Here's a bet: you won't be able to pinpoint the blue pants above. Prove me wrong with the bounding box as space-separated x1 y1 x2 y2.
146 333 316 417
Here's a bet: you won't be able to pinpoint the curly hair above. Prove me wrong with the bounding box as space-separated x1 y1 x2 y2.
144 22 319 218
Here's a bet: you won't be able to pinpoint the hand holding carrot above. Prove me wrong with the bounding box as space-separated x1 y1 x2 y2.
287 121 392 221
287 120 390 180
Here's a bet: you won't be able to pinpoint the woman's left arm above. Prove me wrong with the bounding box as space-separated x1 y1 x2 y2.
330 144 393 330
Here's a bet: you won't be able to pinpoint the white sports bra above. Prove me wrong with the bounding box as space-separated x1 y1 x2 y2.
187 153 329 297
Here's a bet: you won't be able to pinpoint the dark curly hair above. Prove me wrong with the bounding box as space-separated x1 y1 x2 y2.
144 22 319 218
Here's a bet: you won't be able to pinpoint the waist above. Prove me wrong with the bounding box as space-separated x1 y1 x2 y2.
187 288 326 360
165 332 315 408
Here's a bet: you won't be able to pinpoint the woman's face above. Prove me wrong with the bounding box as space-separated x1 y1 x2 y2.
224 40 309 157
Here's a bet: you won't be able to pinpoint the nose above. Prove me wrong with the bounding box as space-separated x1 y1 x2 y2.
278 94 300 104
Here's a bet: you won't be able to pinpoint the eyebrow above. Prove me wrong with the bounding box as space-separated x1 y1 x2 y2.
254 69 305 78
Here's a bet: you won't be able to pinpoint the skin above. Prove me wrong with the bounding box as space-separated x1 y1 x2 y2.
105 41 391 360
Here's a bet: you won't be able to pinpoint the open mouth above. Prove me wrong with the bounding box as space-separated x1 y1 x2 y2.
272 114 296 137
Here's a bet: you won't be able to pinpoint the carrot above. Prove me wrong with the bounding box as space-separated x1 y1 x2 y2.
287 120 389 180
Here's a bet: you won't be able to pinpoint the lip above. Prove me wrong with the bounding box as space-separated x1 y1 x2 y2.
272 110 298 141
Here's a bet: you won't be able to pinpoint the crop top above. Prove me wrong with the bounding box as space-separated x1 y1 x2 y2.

- - - - - - -

◆ **The problem**
Present all of the data above as a numbered list, leaving out any blank lines.

◆ **Exercise response**
1. Here's a bet: you won't be able to pinpoint the blue pants above. Prove me wrong with the bounding box as space-separated x1 y1 x2 y2.
2. 146 333 316 417
3. Here's a bet: you won't be able to pinpoint the curly hair above. Prove me wrong with the bounding box as space-separated x1 y1 x2 y2.
4. 144 22 319 218
5. Here's a bet: you won't be able to pinpoint the hand holding carrot above. Prove me wrong with the bounding box as space-separated x1 y1 x2 y2.
6. 287 121 392 221
7. 287 120 390 180
8. Here's a bet: you won't be able to pinpoint the woman's left arm above. Prove me wrong with the bounding box as space-separated x1 y1 x2 y2.
9. 330 144 393 330
10. Here's a bet: you won't be able to pinpoint the white sports bra above. Prove me wrong with the bounding box as space-separated x1 y1 x2 y2.
11. 187 153 329 297
12. Here's a bet: you won't be able to pinpoint the dark curly hair above. Prove me wrong with the bounding box as space-separated x1 y1 x2 y2.
13. 144 22 319 218
14. Here's a bet: you won't be able to pinpoint the waist above. Prove me wrong with the bounding box as space-separated x1 y1 x2 y2.
15. 187 288 326 360
16. 165 332 315 408
17. Here's a bet: you won't be able to pinpoint the woman's face above. Prove me wrong with the bounding box as space-separated x1 y1 x2 y2.
18. 224 40 309 157
19. Here's a bet: you won't be able to pinpoint the nose above. Prove me wrong with the bounding box as space-separated x1 y1 x2 y2.
20. 278 94 300 104
21. Here's a bet: you won't be able to pinpoint the eyebrow above. Prove me wrong with the bounding box as space-separated x1 y1 x2 y2.
22. 254 69 305 78
23. Here's a bet: you won't be able to pinpoint the skin above. Prove me wrong with the bounding box as space-separated x1 y1 x2 y2.
24. 105 41 391 360
25. Here's a bet: you won't be able to pinpoint the open mouth above. Prove me wrong with the bounding box as space-separated x1 y1 x2 y2.
26. 272 114 296 137
27. Here's a bet: you won't be able to pinpoint the carrot above. Prove me wrong with the bounding box as space-separated x1 y1 x2 y2.
28. 287 120 389 180
29. Here's a bet: you won't be able to pinpoint the lip above. Prove me wrong with the bounding box as space-separated x1 y1 x2 y2.
30. 272 110 298 141
31. Here's a bet: you won't be able to pinpoint the crop top above. Prove me wrong with the bounding box as space-separated x1 y1 x2 y2.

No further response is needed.